◆ Instrucción escrita A
Enumera, sin repetir ninguno, los sustantivos a los que acompaña el posesivo «su» en el fragmento sobre la película de Drácula.
◆ Instrucción escrita B
Prosigue la reseña sobre la película de Drácula a partir de su última oración.

◆ Fragmento proporcionado
·····

Pero el film no es sólo sexo (ni tampoco es sólo la cara pálida e inexpresiva de un pésimo Keanu Reeves, el único actor del que podemos tener queja), sino que el amor verdadero juega un papel mucho más trascendente; por eso el conde le dice a la reencarnación de su amada, aquella por la que se convirtió en vampiro, que "ha atravesado océanos de tiempo para encontrarla". Porque, al final, el protagonista es Drácula y su búsqueda apasionada de su amada impregna todo el film, a todos los personajes, que caen bajo su maligna influencia.

·····

◆ Datos proporcionados

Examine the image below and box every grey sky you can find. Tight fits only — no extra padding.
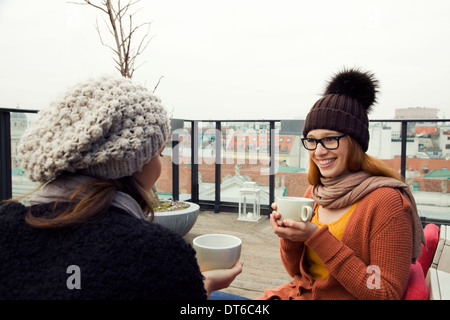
[0,0,450,119]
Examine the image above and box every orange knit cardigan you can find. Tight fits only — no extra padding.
[259,187,413,300]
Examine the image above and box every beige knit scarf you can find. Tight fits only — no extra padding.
[312,171,426,263]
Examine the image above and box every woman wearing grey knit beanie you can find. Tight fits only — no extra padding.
[261,69,424,300]
[0,76,242,300]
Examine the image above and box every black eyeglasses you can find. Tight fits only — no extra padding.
[302,134,346,150]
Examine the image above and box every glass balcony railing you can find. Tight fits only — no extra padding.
[0,108,450,228]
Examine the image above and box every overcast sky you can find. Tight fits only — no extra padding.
[0,0,450,120]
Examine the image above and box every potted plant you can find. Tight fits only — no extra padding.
[147,188,200,237]
[75,0,199,236]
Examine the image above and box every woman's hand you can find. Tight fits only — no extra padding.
[270,203,319,242]
[202,261,243,297]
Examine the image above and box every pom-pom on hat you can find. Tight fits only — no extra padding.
[18,76,170,183]
[303,69,378,151]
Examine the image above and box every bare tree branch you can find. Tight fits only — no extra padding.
[69,0,153,78]
[153,76,164,93]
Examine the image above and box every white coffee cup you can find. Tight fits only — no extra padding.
[276,197,314,222]
[193,234,242,272]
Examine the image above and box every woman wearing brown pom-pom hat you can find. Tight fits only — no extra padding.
[261,69,425,299]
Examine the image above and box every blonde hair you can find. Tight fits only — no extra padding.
[308,136,404,185]
[8,176,154,228]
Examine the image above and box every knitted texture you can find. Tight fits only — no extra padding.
[18,76,170,182]
[303,69,378,151]
[303,94,369,151]
[0,203,206,300]
[259,188,413,300]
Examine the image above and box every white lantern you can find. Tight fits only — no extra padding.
[238,182,261,222]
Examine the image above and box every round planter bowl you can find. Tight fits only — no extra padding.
[153,201,200,237]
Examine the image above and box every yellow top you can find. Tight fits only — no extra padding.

·····

◆ Resultado A
amada, búsqueda, influencia

◆ Resultado B
Así pues, Coppola monta en su Drácula un verdadero circo audiovisual, que a algunos puede incomodar por su estética exacerbada y colorista, con su montaje veloz y sus decorados siniestramente opulentos, incluso con algunas cortinillas que, seamos sinceros, no sirven absolutamente de nada. Por no mencionar el vestuario, que a nosotros nos gusta mucho pero que entendemos que pueda provocar más de una carcajada, con ese conde Drácula de pelo en dos partes. Pero el director es uno de los superdotados de la imagen y acaba ofreciéndonos una gran, enorme, obra consecuente consigo mismo y que, aún siendo fiel a la novela original, nos demuestra que el mal tenía una explicación: el amor, la mayor de las pasiones, que es capaz de volver a la gente inmortal.